=== 本文 ===

一方で、晩婚化や少子化を憂いているのも、滑稽なことではある。晩婚化や少子化は「昔と比べて」遅くなった、少なくなったということであり、女性が社会進出した現在、それは付帯的に当たり前の現象ではないかと思うからである。一方で働けと言い、一方で家庭に入れという。まともな頭を持っていれば混乱しか引き起こさないであろう。だから今、保育所施設や託児所施設の不足が社会問題になっている。働いて家から出ていても子供を産み育てる環境があれば両立できるからという理屈だ。

これは一見すると理に適っているように思う。また、核家族になる前は祖父母が子供の面倒を見ていただろうから、保育所や託児所が不足するのは、まさに20世紀後半と21世紀前半の社会問題である。子育ては家庭の私的問題から社会の公的問題へと変貌した。しかしながら、子どもは実の親と過ごし、育てられるべきと僕は思っているので、保育所や託児所が施設として充足してきても、そこに「家族」という従来型の集団は存在しえるのだろうかと危惧してしまう。

=== データ抜粋 ===

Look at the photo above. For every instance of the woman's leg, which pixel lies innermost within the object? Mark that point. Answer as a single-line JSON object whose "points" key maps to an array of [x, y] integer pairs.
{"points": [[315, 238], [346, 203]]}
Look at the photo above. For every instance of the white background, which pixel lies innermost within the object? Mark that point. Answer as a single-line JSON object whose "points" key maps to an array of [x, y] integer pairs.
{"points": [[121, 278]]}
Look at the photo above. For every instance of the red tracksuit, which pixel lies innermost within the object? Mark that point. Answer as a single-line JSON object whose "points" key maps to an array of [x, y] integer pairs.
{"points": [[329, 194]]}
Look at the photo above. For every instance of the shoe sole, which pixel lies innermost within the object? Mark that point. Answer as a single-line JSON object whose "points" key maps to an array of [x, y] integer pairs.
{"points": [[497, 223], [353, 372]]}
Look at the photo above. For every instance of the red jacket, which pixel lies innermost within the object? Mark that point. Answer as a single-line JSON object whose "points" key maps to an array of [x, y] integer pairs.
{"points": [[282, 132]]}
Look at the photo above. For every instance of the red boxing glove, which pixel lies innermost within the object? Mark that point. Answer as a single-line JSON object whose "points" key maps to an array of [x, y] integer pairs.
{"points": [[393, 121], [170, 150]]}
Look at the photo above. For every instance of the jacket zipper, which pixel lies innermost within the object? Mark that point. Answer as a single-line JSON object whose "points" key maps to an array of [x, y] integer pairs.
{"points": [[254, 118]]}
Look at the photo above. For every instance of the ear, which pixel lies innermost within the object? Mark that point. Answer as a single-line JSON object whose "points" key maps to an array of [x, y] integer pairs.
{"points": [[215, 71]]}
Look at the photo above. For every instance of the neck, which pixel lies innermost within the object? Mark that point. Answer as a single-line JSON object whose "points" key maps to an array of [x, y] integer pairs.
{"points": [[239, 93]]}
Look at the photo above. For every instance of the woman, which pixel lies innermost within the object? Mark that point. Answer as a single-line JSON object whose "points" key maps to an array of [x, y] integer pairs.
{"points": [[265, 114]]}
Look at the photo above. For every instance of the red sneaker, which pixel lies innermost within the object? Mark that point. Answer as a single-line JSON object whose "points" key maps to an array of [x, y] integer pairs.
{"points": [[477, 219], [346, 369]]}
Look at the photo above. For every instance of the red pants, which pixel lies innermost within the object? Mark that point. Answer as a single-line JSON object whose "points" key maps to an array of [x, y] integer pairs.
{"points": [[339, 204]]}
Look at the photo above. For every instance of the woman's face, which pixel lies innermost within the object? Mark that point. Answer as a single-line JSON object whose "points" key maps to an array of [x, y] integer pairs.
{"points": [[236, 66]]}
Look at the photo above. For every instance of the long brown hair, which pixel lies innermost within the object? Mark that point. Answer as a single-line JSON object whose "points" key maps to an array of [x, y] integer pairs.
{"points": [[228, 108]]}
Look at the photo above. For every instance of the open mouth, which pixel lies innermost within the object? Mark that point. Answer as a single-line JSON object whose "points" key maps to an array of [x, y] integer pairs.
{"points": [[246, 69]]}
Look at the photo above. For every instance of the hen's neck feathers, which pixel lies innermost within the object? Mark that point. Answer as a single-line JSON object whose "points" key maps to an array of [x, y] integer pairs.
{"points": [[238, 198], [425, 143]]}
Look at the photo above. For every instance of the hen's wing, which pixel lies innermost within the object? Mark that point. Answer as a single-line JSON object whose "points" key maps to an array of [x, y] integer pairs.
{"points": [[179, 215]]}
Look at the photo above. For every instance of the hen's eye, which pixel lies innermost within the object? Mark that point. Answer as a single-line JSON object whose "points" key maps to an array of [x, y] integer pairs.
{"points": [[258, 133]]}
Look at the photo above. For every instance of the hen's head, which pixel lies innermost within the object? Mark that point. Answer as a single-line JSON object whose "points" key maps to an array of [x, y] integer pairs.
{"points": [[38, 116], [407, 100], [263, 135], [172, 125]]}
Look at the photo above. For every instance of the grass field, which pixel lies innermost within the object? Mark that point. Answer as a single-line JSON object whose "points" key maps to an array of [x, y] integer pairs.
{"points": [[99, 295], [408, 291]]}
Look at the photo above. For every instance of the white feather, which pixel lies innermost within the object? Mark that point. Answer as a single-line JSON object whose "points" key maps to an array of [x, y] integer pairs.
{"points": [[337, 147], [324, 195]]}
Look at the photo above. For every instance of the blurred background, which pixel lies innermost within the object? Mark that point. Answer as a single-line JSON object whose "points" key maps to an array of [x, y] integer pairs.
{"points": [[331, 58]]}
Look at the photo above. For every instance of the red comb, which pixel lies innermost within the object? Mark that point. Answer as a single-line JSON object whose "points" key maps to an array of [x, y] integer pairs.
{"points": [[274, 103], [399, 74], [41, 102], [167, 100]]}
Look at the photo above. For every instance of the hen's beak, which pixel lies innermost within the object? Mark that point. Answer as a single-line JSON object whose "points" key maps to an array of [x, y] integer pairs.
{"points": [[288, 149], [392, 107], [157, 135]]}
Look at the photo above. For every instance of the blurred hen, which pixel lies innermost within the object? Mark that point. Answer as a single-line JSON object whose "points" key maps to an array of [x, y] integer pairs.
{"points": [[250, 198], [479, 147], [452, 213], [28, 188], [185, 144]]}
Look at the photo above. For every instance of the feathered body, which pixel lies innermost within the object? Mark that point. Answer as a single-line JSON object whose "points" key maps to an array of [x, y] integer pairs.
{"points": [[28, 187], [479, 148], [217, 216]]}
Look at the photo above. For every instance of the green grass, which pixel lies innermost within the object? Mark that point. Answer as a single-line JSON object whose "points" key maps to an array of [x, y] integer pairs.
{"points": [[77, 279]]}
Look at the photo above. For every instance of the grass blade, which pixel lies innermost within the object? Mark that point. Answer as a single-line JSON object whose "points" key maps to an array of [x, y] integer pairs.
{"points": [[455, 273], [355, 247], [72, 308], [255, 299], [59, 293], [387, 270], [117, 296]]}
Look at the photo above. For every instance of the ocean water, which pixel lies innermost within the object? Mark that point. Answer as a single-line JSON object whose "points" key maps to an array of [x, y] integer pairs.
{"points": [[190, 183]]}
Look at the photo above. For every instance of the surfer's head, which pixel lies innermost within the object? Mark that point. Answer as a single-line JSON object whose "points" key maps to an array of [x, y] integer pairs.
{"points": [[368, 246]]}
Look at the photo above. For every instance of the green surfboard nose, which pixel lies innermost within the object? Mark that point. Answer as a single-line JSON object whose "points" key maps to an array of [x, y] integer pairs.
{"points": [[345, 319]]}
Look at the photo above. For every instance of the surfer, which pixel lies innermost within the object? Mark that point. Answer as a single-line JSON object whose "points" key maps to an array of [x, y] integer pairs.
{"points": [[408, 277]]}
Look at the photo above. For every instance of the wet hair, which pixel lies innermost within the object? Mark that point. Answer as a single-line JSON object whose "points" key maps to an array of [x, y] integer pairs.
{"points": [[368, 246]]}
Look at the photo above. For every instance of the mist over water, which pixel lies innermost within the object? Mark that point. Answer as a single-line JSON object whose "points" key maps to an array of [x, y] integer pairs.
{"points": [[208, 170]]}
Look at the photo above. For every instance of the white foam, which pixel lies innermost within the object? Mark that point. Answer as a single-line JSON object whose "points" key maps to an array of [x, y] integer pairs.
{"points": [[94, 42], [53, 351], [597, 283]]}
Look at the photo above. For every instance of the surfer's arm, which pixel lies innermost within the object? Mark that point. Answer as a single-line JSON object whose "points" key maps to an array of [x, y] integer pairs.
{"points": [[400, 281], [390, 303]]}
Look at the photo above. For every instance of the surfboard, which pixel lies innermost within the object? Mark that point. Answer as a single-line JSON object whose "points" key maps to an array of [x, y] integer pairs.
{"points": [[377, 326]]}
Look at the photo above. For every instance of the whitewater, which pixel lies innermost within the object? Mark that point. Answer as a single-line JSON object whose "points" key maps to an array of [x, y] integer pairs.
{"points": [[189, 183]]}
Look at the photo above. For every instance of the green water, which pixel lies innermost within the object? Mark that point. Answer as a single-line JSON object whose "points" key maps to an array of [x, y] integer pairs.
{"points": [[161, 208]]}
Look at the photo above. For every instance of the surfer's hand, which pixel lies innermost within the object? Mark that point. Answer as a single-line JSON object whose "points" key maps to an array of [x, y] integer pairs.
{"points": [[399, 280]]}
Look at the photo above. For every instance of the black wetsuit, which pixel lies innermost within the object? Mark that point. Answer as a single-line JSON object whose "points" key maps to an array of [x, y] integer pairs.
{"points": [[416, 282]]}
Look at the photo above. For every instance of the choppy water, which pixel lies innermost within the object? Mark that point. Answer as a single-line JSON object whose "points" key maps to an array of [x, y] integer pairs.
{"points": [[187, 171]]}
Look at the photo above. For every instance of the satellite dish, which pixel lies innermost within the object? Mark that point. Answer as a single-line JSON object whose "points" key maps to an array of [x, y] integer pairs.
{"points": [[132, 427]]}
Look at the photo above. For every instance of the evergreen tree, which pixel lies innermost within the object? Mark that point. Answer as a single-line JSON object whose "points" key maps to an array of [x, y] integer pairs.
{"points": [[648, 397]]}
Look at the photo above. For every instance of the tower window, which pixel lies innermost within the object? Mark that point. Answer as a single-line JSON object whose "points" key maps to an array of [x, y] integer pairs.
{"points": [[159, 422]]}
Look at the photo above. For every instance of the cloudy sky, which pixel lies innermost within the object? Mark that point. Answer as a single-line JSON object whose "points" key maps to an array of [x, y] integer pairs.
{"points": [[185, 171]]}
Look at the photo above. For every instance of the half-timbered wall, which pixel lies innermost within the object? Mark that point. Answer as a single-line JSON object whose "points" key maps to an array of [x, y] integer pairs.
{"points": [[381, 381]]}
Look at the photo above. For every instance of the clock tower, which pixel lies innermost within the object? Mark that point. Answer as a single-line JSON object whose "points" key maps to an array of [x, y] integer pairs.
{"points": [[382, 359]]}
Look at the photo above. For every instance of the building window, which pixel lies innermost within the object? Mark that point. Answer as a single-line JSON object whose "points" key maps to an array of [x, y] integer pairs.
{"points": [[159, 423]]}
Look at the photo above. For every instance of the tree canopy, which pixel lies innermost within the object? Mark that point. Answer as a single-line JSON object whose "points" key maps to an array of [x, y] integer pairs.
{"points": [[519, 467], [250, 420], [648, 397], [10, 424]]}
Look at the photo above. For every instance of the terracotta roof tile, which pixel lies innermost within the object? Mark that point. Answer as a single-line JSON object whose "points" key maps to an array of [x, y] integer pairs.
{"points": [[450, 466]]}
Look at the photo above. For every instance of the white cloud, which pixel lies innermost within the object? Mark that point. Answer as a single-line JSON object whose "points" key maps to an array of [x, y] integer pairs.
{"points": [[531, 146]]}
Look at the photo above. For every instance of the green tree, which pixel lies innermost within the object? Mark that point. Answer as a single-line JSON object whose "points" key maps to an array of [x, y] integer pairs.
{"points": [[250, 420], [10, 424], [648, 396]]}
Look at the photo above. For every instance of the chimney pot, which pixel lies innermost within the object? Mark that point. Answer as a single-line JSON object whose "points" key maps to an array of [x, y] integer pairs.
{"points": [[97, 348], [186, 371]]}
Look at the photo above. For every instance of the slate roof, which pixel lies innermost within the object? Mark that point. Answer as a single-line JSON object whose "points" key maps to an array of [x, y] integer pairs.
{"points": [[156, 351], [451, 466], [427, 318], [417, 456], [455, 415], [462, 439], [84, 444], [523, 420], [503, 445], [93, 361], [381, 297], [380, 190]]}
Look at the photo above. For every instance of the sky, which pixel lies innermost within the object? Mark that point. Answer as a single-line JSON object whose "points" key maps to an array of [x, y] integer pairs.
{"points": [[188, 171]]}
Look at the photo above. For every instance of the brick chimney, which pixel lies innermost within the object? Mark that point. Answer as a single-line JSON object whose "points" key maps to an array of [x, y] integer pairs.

===

» **課題一覧**:
**1.** 少子化と子育てについての文章に、次の(a)から(c)の記述が合っているかどうかを判断してください。それぞれ「はい」か「いいえ」で答え、決め手となる本文の語句をそのまま引用して添えてください。
(a) 筆者は、保育所や託児所の不足を20世紀後半と21世紀前半の社会問題だとしている。
(b) 筆者は、子育てが社会の公的問題から家庭の私的問題へと変わったと述べている。
(c) 筆者は、子どもは実の親と過ごし、育てられるべきだと考えている。
**2.** 少子化と子育てについての文章を、最後の文の後から書き継いでください。

» **解答**:
**1.**
(a) はい。「保育所や託児所が不足するのは、まさに20世紀後半と21世紀前半の社会問題である」
(b) いいえ。「子育ては家庭の私的問題から社会の公的問題へと変貌した」
(c) はい。「子どもは実の親と過ごし、育てられるべきと僕は思っている」

**2.**
高齢者の方に目を転じても同じことが言える。老々介護や独居老人が社会問題となるのもまた、核家族社会がさらに進んだ結果である。昔なら祖父母の面倒は家族問題である。介護保険を導入するなど、こちらも今は公的問題になっている。

つまり、家族制度や年金制度、育児や高齢者に関する制度など、従来までの諸制度が崩壊してきているのは、意識をも含めた、そこに住む人々のライフ・スタイルが変化してきたからに他ならない。しかし、現状は過渡期にあり、古いものと新しいものとが混在し、どうしていいのか分からない状況にある。従来通りのやり方で行くものと、新しいやり方で行くものとが混在し、混沌としている。こうした時代には社会不安が付きまとう。最近のさまざま報道される事件の、もっとも目に見えにくい本質的な背景は、実はこんなところにあるのだろうと思う。

だから、社会ではなく個人の力を、自らの力を信じようという動きが広がりつつある。自己修養や自己啓発、身近な人とのつながりに関する書籍が溢れているのも、その一つの証左であろう。